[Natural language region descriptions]
------------------------------------------------
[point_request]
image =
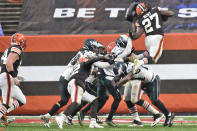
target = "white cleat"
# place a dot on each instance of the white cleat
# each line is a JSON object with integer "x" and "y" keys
{"x": 46, "y": 120}
{"x": 157, "y": 119}
{"x": 60, "y": 121}
{"x": 136, "y": 65}
{"x": 93, "y": 124}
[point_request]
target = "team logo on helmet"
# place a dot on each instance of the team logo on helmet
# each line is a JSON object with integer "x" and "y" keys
{"x": 141, "y": 9}
{"x": 18, "y": 39}
{"x": 110, "y": 47}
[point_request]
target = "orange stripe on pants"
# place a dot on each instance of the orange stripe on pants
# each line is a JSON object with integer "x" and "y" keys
{"x": 8, "y": 89}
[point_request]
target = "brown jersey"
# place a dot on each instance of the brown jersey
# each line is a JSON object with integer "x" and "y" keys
{"x": 15, "y": 49}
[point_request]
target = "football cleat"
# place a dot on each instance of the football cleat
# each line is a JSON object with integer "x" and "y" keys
{"x": 157, "y": 118}
{"x": 98, "y": 121}
{"x": 4, "y": 120}
{"x": 60, "y": 121}
{"x": 93, "y": 124}
{"x": 68, "y": 120}
{"x": 136, "y": 65}
{"x": 136, "y": 123}
{"x": 80, "y": 116}
{"x": 110, "y": 123}
{"x": 169, "y": 120}
{"x": 46, "y": 119}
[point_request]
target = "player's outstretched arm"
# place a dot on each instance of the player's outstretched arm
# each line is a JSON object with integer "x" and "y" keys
{"x": 168, "y": 13}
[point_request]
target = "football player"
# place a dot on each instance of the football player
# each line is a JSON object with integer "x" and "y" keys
{"x": 150, "y": 21}
{"x": 76, "y": 88}
{"x": 11, "y": 59}
{"x": 146, "y": 80}
{"x": 88, "y": 50}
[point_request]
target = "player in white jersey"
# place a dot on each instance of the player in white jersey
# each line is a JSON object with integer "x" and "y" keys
{"x": 88, "y": 51}
{"x": 146, "y": 80}
{"x": 9, "y": 83}
{"x": 150, "y": 21}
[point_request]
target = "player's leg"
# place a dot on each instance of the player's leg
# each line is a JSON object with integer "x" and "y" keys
{"x": 93, "y": 109}
{"x": 136, "y": 99}
{"x": 154, "y": 45}
{"x": 117, "y": 98}
{"x": 76, "y": 93}
{"x": 4, "y": 86}
{"x": 153, "y": 91}
{"x": 63, "y": 83}
{"x": 131, "y": 107}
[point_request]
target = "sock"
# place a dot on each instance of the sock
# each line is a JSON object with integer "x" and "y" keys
{"x": 16, "y": 104}
{"x": 133, "y": 111}
{"x": 93, "y": 109}
{"x": 71, "y": 108}
{"x": 3, "y": 109}
{"x": 113, "y": 109}
{"x": 150, "y": 108}
{"x": 161, "y": 107}
{"x": 54, "y": 109}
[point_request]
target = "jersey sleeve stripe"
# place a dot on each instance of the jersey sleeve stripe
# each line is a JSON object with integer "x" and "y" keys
{"x": 16, "y": 50}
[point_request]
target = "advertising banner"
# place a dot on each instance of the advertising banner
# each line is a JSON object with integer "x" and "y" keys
{"x": 97, "y": 16}
{"x": 46, "y": 57}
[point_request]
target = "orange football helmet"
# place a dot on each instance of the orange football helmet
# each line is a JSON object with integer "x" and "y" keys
{"x": 83, "y": 59}
{"x": 141, "y": 8}
{"x": 110, "y": 47}
{"x": 18, "y": 39}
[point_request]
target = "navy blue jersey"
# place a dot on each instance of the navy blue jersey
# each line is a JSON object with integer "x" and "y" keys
{"x": 15, "y": 49}
{"x": 152, "y": 22}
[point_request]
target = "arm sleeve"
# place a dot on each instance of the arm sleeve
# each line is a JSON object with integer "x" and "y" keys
{"x": 127, "y": 50}
{"x": 102, "y": 64}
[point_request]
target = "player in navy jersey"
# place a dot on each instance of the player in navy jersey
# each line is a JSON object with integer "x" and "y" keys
{"x": 150, "y": 21}
{"x": 76, "y": 88}
{"x": 9, "y": 82}
{"x": 88, "y": 50}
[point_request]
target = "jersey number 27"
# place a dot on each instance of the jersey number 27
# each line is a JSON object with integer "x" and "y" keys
{"x": 148, "y": 24}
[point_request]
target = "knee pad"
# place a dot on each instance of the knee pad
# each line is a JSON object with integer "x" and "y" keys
{"x": 20, "y": 103}
{"x": 140, "y": 102}
{"x": 150, "y": 60}
{"x": 62, "y": 103}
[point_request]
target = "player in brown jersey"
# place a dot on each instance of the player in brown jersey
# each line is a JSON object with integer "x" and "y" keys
{"x": 10, "y": 61}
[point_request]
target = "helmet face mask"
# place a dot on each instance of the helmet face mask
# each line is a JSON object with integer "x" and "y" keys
{"x": 141, "y": 9}
{"x": 18, "y": 39}
{"x": 100, "y": 48}
{"x": 90, "y": 44}
{"x": 122, "y": 41}
{"x": 110, "y": 47}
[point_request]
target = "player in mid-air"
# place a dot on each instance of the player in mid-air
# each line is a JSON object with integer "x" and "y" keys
{"x": 76, "y": 88}
{"x": 150, "y": 21}
{"x": 146, "y": 80}
{"x": 88, "y": 50}
{"x": 9, "y": 83}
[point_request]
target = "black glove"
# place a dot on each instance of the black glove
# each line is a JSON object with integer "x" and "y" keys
{"x": 130, "y": 34}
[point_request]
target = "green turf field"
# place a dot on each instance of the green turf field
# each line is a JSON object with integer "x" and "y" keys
{"x": 181, "y": 124}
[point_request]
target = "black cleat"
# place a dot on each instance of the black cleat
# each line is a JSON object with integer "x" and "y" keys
{"x": 98, "y": 121}
{"x": 110, "y": 123}
{"x": 157, "y": 118}
{"x": 69, "y": 120}
{"x": 169, "y": 119}
{"x": 80, "y": 116}
{"x": 136, "y": 123}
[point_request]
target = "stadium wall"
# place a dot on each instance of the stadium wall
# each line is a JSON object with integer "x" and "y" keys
{"x": 46, "y": 56}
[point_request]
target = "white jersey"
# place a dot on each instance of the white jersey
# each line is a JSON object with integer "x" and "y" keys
{"x": 121, "y": 52}
{"x": 73, "y": 65}
{"x": 142, "y": 73}
{"x": 117, "y": 50}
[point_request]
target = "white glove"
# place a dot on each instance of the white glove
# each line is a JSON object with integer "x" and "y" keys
{"x": 119, "y": 60}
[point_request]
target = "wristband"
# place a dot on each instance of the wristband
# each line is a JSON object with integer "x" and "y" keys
{"x": 13, "y": 74}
------------------------------------------------
● INSTRUCTIONS TO FOLLOW: Could you say how many lines in the data above contain "football"? Reply with the number alone.

● RESULT: 6